SUPPLIED RECORDS =>
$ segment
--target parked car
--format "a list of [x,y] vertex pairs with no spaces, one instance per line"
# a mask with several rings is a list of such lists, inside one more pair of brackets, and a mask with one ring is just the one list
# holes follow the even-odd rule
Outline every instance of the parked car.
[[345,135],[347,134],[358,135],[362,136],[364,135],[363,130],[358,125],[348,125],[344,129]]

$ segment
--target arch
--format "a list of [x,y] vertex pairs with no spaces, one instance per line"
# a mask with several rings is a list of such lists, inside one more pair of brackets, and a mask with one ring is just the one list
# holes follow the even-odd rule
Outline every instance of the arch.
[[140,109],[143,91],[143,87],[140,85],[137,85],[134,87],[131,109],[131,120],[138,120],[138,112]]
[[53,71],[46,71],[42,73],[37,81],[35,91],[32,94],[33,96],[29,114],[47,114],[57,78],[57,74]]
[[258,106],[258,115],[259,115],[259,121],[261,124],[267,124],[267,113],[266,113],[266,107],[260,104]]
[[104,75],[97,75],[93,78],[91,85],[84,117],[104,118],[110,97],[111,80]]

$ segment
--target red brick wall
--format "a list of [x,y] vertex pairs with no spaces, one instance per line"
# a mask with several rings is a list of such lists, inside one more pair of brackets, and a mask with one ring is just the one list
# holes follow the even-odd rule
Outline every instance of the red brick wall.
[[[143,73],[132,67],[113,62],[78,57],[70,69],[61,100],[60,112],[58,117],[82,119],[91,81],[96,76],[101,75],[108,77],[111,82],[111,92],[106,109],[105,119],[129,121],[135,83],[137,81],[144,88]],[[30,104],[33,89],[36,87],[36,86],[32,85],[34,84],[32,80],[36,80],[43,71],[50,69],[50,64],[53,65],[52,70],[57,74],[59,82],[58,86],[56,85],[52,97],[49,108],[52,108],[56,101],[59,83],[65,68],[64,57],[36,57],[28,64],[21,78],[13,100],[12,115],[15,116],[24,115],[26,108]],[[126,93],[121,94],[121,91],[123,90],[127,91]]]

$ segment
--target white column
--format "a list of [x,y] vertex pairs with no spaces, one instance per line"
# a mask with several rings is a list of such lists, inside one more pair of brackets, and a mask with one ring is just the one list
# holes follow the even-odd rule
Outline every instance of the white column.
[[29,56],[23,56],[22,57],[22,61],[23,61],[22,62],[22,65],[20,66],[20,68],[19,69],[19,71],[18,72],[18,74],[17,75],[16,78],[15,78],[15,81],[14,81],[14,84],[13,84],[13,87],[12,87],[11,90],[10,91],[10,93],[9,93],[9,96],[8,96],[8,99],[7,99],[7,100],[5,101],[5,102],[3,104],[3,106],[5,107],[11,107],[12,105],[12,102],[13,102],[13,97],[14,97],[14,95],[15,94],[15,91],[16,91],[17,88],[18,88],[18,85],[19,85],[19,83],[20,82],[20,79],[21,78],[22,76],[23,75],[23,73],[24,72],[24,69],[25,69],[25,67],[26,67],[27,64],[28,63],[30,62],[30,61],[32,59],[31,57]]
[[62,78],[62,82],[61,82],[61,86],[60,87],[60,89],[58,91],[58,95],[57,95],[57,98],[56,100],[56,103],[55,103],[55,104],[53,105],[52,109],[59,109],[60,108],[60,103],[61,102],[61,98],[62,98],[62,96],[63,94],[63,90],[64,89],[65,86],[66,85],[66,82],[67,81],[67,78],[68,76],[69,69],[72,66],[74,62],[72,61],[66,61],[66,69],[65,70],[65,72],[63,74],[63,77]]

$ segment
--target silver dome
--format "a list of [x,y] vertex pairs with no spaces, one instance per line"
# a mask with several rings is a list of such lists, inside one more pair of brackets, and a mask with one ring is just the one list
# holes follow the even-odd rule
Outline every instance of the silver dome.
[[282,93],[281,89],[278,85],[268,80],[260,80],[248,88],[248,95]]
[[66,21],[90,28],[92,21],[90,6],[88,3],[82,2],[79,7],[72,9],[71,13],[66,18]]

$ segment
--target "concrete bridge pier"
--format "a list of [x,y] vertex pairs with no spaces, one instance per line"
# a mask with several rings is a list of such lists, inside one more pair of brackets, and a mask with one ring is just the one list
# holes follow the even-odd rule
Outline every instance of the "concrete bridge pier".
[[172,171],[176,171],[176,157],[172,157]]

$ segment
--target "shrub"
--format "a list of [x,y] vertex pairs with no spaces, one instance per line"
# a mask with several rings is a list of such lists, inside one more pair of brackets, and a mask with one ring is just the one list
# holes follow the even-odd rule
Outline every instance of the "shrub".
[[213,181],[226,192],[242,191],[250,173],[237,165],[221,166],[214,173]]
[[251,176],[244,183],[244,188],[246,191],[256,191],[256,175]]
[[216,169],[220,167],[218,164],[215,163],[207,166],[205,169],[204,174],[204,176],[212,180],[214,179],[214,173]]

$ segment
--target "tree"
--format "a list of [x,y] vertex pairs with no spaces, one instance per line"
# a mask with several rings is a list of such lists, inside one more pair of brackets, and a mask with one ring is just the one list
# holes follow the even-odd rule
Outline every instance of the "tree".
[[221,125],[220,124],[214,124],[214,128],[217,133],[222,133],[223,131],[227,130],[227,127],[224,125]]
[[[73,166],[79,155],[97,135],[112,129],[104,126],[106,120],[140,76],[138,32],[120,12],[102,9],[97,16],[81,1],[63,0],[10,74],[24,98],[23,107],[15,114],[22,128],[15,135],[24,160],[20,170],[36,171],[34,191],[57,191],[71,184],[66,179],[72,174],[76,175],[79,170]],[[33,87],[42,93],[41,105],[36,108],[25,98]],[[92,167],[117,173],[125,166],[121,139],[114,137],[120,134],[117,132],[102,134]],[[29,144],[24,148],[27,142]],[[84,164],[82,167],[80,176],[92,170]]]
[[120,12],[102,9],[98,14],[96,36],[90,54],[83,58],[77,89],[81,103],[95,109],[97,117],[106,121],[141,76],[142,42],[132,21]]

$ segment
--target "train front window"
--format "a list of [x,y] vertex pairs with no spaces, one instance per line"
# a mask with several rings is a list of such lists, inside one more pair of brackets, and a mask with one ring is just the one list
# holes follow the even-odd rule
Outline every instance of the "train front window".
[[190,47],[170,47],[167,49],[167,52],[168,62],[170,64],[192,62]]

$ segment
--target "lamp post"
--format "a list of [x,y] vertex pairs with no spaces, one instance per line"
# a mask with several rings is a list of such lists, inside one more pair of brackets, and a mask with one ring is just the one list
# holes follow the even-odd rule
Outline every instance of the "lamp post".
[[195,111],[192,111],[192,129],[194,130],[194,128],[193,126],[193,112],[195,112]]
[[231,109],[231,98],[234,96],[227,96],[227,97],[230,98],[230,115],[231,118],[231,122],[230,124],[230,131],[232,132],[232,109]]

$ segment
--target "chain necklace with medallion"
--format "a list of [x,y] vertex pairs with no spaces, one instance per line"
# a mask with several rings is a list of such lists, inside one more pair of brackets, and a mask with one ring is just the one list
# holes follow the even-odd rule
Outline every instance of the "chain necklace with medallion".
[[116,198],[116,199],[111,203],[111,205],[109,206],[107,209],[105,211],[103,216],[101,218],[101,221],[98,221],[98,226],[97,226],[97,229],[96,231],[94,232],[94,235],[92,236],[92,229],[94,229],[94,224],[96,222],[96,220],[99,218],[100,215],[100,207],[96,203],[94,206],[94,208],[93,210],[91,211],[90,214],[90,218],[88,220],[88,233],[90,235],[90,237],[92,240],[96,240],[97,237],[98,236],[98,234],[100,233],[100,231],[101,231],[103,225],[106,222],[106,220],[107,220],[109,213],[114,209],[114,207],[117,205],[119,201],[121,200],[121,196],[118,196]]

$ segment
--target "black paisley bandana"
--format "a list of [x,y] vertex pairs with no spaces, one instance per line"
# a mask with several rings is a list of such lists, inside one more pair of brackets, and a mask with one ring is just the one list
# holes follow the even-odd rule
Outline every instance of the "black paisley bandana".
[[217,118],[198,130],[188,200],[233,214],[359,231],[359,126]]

YOUR OBJECTIVE =>
State how many lines in the items above contain the word "medallion". Reply with the number alone.

OUTPUT BELOW =>
2